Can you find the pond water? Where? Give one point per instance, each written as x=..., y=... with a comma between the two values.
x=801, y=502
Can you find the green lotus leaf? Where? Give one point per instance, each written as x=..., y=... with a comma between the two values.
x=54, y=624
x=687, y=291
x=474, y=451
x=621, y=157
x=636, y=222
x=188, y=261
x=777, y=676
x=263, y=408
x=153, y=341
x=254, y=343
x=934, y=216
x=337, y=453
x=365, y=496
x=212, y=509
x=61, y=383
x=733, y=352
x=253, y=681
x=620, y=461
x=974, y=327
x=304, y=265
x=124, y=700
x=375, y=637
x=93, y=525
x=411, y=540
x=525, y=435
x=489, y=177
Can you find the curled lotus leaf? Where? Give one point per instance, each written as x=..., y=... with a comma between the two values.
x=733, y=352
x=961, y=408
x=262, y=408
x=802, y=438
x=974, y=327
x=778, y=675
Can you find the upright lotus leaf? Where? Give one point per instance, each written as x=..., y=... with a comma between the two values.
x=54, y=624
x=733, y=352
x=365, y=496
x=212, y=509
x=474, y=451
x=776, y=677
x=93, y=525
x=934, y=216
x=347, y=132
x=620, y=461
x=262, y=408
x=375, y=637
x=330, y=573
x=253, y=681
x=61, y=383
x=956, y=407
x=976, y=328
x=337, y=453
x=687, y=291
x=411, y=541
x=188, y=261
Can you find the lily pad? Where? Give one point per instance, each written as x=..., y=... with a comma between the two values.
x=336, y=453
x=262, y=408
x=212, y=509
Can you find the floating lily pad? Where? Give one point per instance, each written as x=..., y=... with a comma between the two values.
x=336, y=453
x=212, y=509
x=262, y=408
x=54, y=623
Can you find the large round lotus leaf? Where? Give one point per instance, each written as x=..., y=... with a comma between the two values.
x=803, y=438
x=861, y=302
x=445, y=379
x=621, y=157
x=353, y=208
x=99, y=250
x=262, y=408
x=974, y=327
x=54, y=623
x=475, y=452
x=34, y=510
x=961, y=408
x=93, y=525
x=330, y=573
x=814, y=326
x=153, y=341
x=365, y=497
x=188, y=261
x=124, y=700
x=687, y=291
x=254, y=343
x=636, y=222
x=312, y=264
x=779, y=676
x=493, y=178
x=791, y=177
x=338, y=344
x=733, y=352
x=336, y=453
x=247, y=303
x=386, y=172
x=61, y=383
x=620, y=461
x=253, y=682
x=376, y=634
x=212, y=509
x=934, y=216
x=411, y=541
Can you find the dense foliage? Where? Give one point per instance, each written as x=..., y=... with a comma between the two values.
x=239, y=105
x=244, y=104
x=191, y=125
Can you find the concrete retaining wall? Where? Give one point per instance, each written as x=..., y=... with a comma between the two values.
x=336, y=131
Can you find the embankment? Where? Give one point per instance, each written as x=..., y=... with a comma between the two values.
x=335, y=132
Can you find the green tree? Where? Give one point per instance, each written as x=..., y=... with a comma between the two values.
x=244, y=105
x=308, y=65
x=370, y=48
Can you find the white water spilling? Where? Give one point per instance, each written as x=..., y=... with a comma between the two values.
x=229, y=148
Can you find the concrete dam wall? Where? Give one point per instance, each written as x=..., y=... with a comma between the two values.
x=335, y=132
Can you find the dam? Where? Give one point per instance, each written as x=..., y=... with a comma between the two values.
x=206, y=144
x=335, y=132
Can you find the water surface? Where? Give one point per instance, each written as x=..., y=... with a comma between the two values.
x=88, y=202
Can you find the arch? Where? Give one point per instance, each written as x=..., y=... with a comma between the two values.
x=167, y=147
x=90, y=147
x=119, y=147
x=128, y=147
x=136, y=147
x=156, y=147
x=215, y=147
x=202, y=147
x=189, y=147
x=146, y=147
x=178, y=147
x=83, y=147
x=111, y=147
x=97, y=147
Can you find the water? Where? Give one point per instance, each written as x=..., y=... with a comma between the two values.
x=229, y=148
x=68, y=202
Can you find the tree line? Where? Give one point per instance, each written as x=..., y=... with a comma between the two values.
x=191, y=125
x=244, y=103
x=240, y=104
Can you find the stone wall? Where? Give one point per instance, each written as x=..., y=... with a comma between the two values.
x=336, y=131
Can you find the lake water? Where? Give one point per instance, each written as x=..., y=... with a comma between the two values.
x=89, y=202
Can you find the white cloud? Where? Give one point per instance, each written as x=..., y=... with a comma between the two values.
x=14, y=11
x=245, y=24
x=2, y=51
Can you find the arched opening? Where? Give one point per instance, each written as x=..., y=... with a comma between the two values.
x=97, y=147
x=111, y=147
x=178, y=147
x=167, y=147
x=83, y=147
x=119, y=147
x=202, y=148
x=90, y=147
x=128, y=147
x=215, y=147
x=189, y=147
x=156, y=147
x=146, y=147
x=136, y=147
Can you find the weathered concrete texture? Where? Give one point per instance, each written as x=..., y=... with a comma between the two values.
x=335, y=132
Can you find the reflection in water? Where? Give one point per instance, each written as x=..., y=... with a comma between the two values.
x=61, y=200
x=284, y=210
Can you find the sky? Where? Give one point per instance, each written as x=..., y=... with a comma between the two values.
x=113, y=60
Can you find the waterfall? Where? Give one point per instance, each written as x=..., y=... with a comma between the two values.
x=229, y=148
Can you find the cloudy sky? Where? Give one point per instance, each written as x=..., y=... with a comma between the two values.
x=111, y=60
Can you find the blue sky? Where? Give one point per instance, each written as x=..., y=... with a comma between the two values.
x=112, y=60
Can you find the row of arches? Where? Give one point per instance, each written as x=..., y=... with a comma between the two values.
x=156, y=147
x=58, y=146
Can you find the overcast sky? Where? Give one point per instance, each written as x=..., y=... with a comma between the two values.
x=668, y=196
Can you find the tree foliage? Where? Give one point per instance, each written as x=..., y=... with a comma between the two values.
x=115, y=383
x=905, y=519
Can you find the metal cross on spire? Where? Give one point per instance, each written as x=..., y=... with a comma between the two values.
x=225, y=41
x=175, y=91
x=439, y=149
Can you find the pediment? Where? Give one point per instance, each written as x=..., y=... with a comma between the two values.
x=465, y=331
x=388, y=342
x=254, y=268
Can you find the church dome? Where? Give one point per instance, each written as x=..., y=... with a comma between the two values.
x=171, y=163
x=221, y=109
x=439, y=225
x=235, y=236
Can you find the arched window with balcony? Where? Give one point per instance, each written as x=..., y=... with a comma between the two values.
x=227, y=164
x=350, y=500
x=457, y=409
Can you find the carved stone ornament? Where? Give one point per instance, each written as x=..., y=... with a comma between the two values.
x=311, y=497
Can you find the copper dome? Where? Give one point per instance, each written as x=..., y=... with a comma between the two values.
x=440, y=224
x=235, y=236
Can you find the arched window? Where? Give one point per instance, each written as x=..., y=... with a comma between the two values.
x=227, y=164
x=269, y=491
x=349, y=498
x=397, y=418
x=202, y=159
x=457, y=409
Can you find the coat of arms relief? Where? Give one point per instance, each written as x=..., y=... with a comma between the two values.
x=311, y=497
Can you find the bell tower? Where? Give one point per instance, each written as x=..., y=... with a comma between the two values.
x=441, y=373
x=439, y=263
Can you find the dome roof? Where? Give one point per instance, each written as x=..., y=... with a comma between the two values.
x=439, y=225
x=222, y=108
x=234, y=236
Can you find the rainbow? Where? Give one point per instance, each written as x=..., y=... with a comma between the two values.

=== What is being asked ===
Rewrite all the items above as a JSON list of strings, with one string for each line and blank lines omitted.

=== Answer for this exercise ===
[
  "Can you find the pond water? Where? Give one point per instance, each written as x=..., y=... with a comma between the two values.",
  "x=801, y=502",
  "Can you find the green lotus leaf? Where? Give one point per instance, each written as x=..., y=... with a comma between the two values.",
  "x=54, y=624",
  "x=687, y=291",
  "x=474, y=451",
  "x=621, y=157",
  "x=636, y=222",
  "x=188, y=261",
  "x=777, y=676",
  "x=263, y=408",
  "x=153, y=341",
  "x=254, y=343",
  "x=934, y=216",
  "x=337, y=453",
  "x=365, y=496",
  "x=212, y=509",
  "x=61, y=383",
  "x=733, y=352",
  "x=253, y=681",
  "x=620, y=461",
  "x=974, y=327",
  "x=304, y=265",
  "x=124, y=700",
  "x=375, y=637",
  "x=93, y=525",
  "x=411, y=540",
  "x=525, y=435",
  "x=489, y=177",
  "Can you find the curled lotus leaf? Where? Give one point per instance, each written as x=..., y=... with a comma between the two values.",
  "x=733, y=352",
  "x=961, y=408",
  "x=262, y=408",
  "x=802, y=438",
  "x=974, y=327",
  "x=778, y=675",
  "Can you find the upright lotus leaf? Where? Give one point per instance, each written as x=..., y=... with a comma between the two values.",
  "x=54, y=624",
  "x=733, y=352",
  "x=365, y=496",
  "x=212, y=509",
  "x=474, y=451",
  "x=776, y=677",
  "x=93, y=525",
  "x=934, y=216",
  "x=347, y=132",
  "x=620, y=461",
  "x=262, y=408",
  "x=375, y=637",
  "x=330, y=573",
  "x=253, y=681",
  "x=61, y=383",
  "x=956, y=407",
  "x=976, y=328",
  "x=337, y=453",
  "x=687, y=291",
  "x=411, y=541",
  "x=188, y=261",
  "Can you find the lily pad? Where? Give one point per instance, each written as x=..., y=... with a comma between the two values.",
  "x=336, y=453",
  "x=262, y=408",
  "x=212, y=509",
  "Can you find the floating lily pad? Where? Give one point per instance, each written as x=..., y=... with a comma between the two values.",
  "x=336, y=453",
  "x=212, y=509",
  "x=262, y=408",
  "x=54, y=623",
  "Can you find the large round lotus leaf? Where? Give one point per instance, each written as x=..., y=... with a comma between the two values.",
  "x=803, y=438",
  "x=861, y=302",
  "x=445, y=379",
  "x=621, y=157",
  "x=353, y=208",
  "x=99, y=250",
  "x=262, y=408",
  "x=974, y=327",
  "x=54, y=623",
  "x=475, y=452",
  "x=34, y=510",
  "x=961, y=408",
  "x=93, y=525",
  "x=330, y=573",
  "x=814, y=326",
  "x=153, y=341",
  "x=365, y=497",
  "x=188, y=261",
  "x=124, y=700",
  "x=687, y=291",
  "x=254, y=343",
  "x=636, y=222",
  "x=312, y=264",
  "x=779, y=676",
  "x=493, y=178",
  "x=791, y=177",
  "x=338, y=344",
  "x=733, y=352",
  "x=336, y=453",
  "x=247, y=303",
  "x=386, y=172",
  "x=61, y=383",
  "x=620, y=461",
  "x=253, y=682",
  "x=376, y=634",
  "x=212, y=509",
  "x=934, y=216",
  "x=411, y=541",
  "Can you find the dense foliage? Where? Give one point per instance, each written as x=..., y=... with a comma between the two values.",
  "x=239, y=105",
  "x=244, y=104",
  "x=191, y=125",
  "Can you find the concrete retaining wall? Where? Give one point per instance, each written as x=..., y=... with a comma between the two values.",
  "x=336, y=131",
  "Can you find the embankment? Where? Give one point per instance, each written as x=..., y=... with a comma between the two values.",
  "x=335, y=132",
  "Can you find the green tree? Where? Give one point per instance, each written as x=..., y=... with a comma between the two values.",
  "x=244, y=105",
  "x=308, y=65",
  "x=370, y=48",
  "Can you find the white water spilling? Where? Give one point per instance, each written as x=..., y=... with a comma between the two values.",
  "x=229, y=148",
  "Can you find the concrete dam wall? Where? Give one point per instance, each written as x=..., y=... with a comma between the two values.",
  "x=335, y=132",
  "Can you find the dam? Where? Give one point per instance, each written as x=..., y=... with a comma between the two values.",
  "x=206, y=144",
  "x=335, y=132",
  "Can you find the water surface? Where? Give one point per instance, each written as x=..., y=... with a comma between the two values.",
  "x=88, y=202",
  "Can you find the arch? Where? Give one point per instance, each written as x=..., y=... with a comma between the two values.",
  "x=167, y=147",
  "x=90, y=147",
  "x=119, y=147",
  "x=128, y=147",
  "x=136, y=147",
  "x=156, y=147",
  "x=215, y=147",
  "x=202, y=147",
  "x=189, y=147",
  "x=146, y=147",
  "x=178, y=147",
  "x=83, y=147",
  "x=111, y=147",
  "x=97, y=147",
  "Can you find the water? Where? Give one point per instance, each written as x=..., y=... with a comma between the two values.",
  "x=229, y=148",
  "x=68, y=202",
  "Can you find the tree line? Where? Give one point per instance, each written as x=..., y=... with a comma between the two values.",
  "x=191, y=125",
  "x=244, y=103",
  "x=240, y=104",
  "Can you find the stone wall? Where? Give one point per instance, each written as x=..., y=... with a comma between the two values.",
  "x=336, y=131",
  "Can you find the lake water? Where? Give one point per instance, each written as x=..., y=... with a comma between the two values.",
  "x=89, y=202",
  "Can you find the white cloud? Where? Give one point per instance, each written as x=..., y=... with a comma between the two values.",
  "x=14, y=11",
  "x=245, y=24",
  "x=2, y=51",
  "Can you find the arched opening? Where? Give one point per instance, each written as x=..., y=... with a comma between the two values.",
  "x=97, y=147",
  "x=111, y=147",
  "x=178, y=147",
  "x=167, y=147",
  "x=83, y=147",
  "x=119, y=147",
  "x=202, y=148",
  "x=90, y=147",
  "x=128, y=147",
  "x=215, y=147",
  "x=189, y=147",
  "x=156, y=147",
  "x=146, y=147",
  "x=136, y=147",
  "Can you find the weathered concrete texture? Where? Give one point per instance, each written as x=..., y=... with a comma between the two values.",
  "x=335, y=132",
  "Can you find the reflection in water? Where? Give one point per instance, each written as x=..., y=... with a comma between the two values.",
  "x=61, y=200",
  "x=284, y=210",
  "Can you find the sky? Where? Give one point per instance, each written as x=..., y=... with a comma between the two values.",
  "x=113, y=60",
  "Can you find the waterfall? Where? Give one point per instance, each written as x=..., y=... with a comma between the two values.",
  "x=229, y=148",
  "Can you find the cloudy sky? Where? Give one point per instance, each written as x=..., y=... with a comma between the two values.",
  "x=111, y=60",
  "Can you find the blue sky? Where? Give one point per instance, each written as x=..., y=... with a comma between the two values.",
  "x=112, y=60",
  "Can you find the row of arches? Where? Give one point per instance, each written as x=..., y=... with a comma between the two values.",
  "x=156, y=147",
  "x=58, y=146",
  "Can you find the overcast sky? Where? Give one point per instance, each written as x=..., y=... with a comma between the two values.",
  "x=668, y=196",
  "Can you find the tree foliage? Where? Give one point per instance, each written as x=..., y=... with a comma between the two values.",
  "x=115, y=383",
  "x=905, y=519",
  "Can you find the metal cross on spire? Where? Give one point per instance, each written as x=..., y=... with a comma between the two values.",
  "x=225, y=41",
  "x=175, y=91",
  "x=439, y=149",
  "Can you find the pediment? Where? Give one point per instance, each written as x=..., y=... with a comma between the two values.",
  "x=465, y=331",
  "x=388, y=342",
  "x=254, y=268",
  "Can you find the church dome? Where? Give one point per instance, each written as x=..., y=... with a comma between the two values.",
  "x=171, y=163",
  "x=221, y=109",
  "x=439, y=225",
  "x=235, y=236",
  "Can you find the arched window with balcony? Where? Give one point per instance, each written as x=..., y=... with a comma between the two values.",
  "x=227, y=164",
  "x=350, y=500",
  "x=457, y=409",
  "Can you find the carved stone ornament? Where? Give one point per instance, each written as x=..., y=... with a comma between the two values.",
  "x=311, y=497",
  "Can you find the copper dome? Where? Give one point per instance, each written as x=..., y=... with a comma between the two values.",
  "x=440, y=224",
  "x=235, y=236",
  "Can you find the arched window? Where? Give one point per instance, each written as x=..., y=... with a comma between the two values.",
  "x=227, y=164",
  "x=269, y=491",
  "x=349, y=498",
  "x=397, y=418",
  "x=202, y=159",
  "x=457, y=409",
  "Can you find the coat of arms relief? Where? Give one point per instance, each written as x=..., y=... with a comma between the two values.",
  "x=311, y=497",
  "Can you find the bell tower? Where? Give one point per instance, each written as x=..., y=... with a comma between the two values.",
  "x=441, y=373",
  "x=439, y=263",
  "Can you find the dome roof? Where? Give one point per instance, each written as x=..., y=... with a comma between the two values.",
  "x=439, y=225",
  "x=222, y=108",
  "x=234, y=236",
  "Can you find the rainbow? Where? Give one point per instance, each written as x=..., y=... with a comma between the two values."
]